● VOS TÂCHES:
A - Recopiez dans l'extrait sur le suivi des condamnés tout ce qui va de « Cette expérience étrangère » jusqu'à « après leur peine. ».
B - Les affirmations suivantes concordent-elles avec l'extrait sur le suivi des condamnés ? Répondez par oui ou par non et citez les mots décisifs de l'extrait. (i) L'instrument mentionné a déjà été validé scientifiquement. (ii) Plus de 550 bénévoles ont directement en charge le suivi probatoire de condamnés. (iii) Le score calculé par l'instrument sert notamment à fixer le nombre de rencontres avec le probationnaire.
C - Selon l'extrait sur le suivi des condamnés, qu'est-ce qui conduit les rapporteurs à s'interroger sur la capacité de l'administration pénitentiaire française à intégrer davantage la société civile ?

● EXTRAIT CITÉ:
· · · ·

Un instrument, en cours de validation scientifique par le Dr Joachim Obergfell-Fuchs, directeur du pôle de criminologie du Land Bade-Wurtemberg et de l'école de l'administration pénitentiaire, propose également de déterminer sur la base de règles algorithmiques un score déterminant le niveau d'intensité nécessaire dans le suivi avec le probationnaire, et notamment le nombre de rencontres et le nombre d'heures nécessaires.
Cette institution en charge de la réinsertion repose par ailleurs sur de très nombreux bénévoles : plus de 550 personnes, ayant directement en charge le suivi probatoire de condamnés.
Cette expérience étrangère invite vos rapporteurs à s'interroger sur la capacité de l'administration pénitentiaire française à intégrer davantage la société civile, singulièrement les associations socio-judiciaires dans le suivi des condamnés, notamment pour les missions de préparation de la sortie de détention et d'accompagnement social des condamnés après leur peine.

· · · ·

● ENREGISTREMENTS FOURNIS:
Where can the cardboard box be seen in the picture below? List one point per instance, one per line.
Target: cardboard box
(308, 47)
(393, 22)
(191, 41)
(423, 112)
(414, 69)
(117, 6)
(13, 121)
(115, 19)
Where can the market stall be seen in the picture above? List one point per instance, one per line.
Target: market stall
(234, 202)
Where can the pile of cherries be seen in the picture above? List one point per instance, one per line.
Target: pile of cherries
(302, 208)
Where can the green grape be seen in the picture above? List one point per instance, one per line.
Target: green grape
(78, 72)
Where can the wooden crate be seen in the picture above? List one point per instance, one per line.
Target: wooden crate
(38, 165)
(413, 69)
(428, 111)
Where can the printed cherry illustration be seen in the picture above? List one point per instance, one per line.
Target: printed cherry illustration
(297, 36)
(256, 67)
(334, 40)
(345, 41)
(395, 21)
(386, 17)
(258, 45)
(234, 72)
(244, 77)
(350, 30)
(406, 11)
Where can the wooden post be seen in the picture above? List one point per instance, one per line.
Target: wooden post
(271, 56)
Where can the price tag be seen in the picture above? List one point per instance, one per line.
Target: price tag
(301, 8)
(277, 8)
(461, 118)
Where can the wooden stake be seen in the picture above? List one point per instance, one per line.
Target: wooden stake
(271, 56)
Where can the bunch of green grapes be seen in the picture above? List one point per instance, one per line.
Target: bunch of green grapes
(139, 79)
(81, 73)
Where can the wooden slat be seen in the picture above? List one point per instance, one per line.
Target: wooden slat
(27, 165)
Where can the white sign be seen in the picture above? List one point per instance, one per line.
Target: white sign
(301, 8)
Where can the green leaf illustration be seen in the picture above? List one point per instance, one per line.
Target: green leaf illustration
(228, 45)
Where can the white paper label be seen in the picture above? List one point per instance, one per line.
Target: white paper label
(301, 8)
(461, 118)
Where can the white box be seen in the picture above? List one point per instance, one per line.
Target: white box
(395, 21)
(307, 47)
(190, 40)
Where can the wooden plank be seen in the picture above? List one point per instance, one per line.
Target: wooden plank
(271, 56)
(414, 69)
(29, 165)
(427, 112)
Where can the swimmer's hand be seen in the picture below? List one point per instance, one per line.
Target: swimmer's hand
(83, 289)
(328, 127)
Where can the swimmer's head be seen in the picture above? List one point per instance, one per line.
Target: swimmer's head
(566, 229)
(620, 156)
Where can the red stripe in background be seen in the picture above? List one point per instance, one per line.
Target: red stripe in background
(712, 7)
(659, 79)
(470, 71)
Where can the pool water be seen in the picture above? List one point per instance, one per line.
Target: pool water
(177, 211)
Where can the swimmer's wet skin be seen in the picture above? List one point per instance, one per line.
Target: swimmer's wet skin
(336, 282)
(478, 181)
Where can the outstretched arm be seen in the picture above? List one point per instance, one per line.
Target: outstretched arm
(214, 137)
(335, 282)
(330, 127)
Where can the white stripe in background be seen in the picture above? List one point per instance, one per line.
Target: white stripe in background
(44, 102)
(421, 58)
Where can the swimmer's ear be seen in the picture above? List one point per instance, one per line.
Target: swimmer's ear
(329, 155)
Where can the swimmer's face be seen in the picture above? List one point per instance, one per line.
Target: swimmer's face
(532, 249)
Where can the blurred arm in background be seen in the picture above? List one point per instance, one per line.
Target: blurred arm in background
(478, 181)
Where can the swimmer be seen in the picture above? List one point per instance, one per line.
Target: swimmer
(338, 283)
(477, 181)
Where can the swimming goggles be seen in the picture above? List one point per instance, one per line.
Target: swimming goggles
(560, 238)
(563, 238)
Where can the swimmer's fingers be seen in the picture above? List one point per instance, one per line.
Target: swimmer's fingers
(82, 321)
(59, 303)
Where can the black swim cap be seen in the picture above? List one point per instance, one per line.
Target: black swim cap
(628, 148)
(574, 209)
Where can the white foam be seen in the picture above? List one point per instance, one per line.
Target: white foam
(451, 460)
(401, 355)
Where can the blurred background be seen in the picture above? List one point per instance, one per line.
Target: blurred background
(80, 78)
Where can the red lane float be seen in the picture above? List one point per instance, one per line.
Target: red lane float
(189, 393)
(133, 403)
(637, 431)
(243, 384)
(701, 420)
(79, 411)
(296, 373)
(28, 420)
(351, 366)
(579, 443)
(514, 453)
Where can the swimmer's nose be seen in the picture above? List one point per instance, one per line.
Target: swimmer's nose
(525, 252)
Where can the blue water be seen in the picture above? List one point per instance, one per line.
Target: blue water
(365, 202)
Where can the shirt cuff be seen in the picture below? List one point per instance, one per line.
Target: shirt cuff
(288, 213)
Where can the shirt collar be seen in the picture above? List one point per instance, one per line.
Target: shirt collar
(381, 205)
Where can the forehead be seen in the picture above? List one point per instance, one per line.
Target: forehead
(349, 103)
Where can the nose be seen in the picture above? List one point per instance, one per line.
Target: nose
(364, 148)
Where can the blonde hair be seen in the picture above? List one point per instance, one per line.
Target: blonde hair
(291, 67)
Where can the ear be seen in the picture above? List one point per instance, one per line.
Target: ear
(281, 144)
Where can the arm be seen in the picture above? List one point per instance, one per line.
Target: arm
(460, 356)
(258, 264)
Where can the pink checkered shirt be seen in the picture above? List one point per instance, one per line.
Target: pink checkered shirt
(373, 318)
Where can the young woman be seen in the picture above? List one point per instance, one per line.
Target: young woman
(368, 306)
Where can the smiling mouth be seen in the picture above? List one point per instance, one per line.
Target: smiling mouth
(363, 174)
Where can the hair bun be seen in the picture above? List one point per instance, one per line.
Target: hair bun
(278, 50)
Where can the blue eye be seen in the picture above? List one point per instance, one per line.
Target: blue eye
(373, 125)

· · · ·

● RÉPONSES ATTENDUES:
A -
Cette expérience étrangère invite vos rapporteurs à s'interroger sur la capacité de l'administration pénitentiaire française à intégrer davantage la société civile, singulièrement les associations socio-judiciaires dans le suivi des condamnés, notamment pour les missions de préparation de la sortie de détention et d'accompagnement social des condamnés après leur peine.

B -
(i) Non : « en cours de validation scientifique ».
(ii) Oui : « plus de 550 personnes, ayant directement en charge le suivi probatoire de condamnés ».
(iii) Oui : « et notamment le nombre de rencontres et le nombre d'heures nécessaires ».

C - C'est l'expérience étrangère décrite dans l'extrait qui les y invite. L'institution chargée de la réinsertion y repose sur de très nombreux bénévoles : plus de 550 personnes ont directement en charge le suivi probatoire de condamnés.